Data items:
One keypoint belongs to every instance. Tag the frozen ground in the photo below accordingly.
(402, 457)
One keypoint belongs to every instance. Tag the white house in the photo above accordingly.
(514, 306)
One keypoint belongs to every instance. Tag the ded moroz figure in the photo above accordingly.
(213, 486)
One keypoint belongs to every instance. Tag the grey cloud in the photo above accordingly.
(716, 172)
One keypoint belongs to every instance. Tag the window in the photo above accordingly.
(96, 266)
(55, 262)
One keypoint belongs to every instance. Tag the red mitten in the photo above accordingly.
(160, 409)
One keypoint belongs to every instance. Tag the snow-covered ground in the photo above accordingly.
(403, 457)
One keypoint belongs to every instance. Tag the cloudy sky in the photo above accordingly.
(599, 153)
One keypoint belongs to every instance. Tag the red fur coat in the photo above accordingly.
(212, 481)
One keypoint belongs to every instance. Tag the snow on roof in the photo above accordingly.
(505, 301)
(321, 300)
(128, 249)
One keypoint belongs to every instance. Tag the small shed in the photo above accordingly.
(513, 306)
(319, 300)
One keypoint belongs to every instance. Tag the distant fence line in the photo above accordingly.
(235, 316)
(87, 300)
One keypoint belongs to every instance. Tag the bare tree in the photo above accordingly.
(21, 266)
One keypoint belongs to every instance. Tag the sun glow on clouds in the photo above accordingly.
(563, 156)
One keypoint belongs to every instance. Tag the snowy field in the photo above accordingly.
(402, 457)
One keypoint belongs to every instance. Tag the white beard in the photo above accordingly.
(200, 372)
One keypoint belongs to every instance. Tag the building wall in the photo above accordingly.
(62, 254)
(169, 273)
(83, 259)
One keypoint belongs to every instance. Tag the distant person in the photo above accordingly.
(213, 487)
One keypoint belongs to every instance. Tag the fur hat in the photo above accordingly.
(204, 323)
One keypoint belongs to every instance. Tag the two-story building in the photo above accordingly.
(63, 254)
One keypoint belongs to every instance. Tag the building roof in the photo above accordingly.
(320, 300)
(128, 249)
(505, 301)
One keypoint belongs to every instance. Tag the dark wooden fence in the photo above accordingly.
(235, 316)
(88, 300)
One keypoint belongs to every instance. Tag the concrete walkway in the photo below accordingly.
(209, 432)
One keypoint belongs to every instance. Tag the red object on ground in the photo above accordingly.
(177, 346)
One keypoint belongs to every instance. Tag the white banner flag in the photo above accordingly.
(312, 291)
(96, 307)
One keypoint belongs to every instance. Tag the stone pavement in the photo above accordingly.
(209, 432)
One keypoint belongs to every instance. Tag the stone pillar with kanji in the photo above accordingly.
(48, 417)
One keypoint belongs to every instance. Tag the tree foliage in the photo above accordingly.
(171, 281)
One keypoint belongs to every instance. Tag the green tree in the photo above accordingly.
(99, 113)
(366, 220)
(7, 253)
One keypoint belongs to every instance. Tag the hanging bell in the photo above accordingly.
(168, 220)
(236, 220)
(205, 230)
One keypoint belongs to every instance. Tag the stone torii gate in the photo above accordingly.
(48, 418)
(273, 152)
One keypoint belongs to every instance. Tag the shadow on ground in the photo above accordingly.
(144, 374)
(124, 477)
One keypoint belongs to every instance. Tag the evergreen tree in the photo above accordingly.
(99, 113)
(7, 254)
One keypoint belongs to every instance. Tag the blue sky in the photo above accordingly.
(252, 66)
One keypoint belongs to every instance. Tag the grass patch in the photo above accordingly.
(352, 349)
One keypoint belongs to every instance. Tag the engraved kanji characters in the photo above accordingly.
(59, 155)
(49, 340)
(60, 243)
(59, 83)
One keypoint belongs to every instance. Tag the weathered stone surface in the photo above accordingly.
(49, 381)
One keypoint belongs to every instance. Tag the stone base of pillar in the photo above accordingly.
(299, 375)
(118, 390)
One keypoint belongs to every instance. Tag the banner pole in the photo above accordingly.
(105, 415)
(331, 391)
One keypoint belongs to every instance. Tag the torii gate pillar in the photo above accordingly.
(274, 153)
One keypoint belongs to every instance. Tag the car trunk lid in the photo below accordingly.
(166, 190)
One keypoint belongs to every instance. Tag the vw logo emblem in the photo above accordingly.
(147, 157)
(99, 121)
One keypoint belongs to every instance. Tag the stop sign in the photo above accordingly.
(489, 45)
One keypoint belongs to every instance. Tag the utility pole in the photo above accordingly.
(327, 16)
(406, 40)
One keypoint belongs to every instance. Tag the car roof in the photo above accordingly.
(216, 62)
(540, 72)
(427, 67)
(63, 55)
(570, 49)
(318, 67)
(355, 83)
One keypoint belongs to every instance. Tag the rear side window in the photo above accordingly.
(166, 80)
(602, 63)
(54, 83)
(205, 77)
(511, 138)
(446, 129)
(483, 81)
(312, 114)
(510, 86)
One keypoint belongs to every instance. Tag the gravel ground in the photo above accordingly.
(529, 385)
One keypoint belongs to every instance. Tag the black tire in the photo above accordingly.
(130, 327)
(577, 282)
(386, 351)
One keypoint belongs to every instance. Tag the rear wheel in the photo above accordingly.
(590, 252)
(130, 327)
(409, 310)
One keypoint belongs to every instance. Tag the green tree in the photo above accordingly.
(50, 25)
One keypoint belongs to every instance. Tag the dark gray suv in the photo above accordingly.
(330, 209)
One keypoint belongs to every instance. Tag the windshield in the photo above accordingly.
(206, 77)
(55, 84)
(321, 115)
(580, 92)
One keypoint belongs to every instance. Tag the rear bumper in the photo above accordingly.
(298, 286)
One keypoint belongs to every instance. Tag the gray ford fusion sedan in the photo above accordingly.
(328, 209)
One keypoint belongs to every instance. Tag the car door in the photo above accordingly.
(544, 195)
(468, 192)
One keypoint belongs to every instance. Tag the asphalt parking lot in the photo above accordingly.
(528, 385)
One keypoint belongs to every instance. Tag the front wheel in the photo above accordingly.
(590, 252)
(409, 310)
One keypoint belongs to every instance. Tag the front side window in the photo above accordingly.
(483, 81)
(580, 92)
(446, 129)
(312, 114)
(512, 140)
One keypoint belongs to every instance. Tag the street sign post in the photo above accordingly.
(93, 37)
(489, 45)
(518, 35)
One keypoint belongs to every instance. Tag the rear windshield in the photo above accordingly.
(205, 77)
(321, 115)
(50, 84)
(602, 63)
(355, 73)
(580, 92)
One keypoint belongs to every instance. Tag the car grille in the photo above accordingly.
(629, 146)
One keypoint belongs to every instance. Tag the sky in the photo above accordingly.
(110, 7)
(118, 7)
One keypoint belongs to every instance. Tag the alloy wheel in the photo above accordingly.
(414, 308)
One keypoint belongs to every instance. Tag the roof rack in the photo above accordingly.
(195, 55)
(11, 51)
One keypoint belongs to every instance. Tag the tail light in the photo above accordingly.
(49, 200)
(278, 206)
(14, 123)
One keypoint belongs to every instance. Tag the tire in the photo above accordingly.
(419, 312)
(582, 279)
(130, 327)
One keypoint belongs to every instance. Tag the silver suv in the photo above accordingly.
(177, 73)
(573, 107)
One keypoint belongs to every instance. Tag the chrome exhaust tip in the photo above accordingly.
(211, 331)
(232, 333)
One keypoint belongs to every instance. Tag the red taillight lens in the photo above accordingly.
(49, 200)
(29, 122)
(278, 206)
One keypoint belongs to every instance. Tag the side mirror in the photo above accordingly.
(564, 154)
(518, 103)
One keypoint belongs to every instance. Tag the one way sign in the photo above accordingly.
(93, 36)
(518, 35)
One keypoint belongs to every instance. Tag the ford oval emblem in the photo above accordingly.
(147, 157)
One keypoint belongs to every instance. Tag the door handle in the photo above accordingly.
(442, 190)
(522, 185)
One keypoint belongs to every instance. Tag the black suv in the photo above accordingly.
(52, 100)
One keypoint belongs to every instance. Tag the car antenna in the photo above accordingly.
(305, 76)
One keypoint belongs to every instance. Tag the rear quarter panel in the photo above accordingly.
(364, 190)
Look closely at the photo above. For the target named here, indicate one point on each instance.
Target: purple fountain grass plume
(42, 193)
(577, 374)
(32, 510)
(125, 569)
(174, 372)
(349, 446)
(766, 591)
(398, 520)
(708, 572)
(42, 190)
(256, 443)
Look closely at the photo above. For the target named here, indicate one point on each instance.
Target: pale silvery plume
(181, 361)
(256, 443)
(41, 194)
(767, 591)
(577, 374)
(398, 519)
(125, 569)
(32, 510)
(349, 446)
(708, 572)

Problem to work on
Write out exactly those lines of the records above that lie from the one with "One keypoint belongs to every instance. Tag the ford" through the last line, including both.

Task output
One keypoint belongs to every instance. Tag the ford oval emblem in the photo above accordingly.
(147, 157)
One keypoint belongs to every instance. Tag the door handle in the photo above accordingly.
(442, 190)
(522, 185)
One keypoint belongs to every instance. Tag the black suv in the photo above accordingly.
(52, 100)
One keypoint belongs to every instance. Tag the car antenna in the photo above accordingly.
(305, 76)
One keypoint belongs to every instance. Tag the rear quarter panel in the photo above accordingly.
(364, 190)
Look closely at the photo above. For the target named here, indicate one point on each instance.
Target: purple fountain grass plume
(42, 193)
(577, 374)
(32, 510)
(125, 569)
(174, 372)
(349, 446)
(766, 591)
(398, 520)
(708, 572)
(42, 190)
(256, 443)
Look closely at the photo above. For the target named here, indicate one point on each instance.
Target: pale silvery plume
(181, 361)
(256, 443)
(41, 194)
(767, 591)
(577, 374)
(398, 519)
(125, 569)
(32, 510)
(349, 446)
(708, 572)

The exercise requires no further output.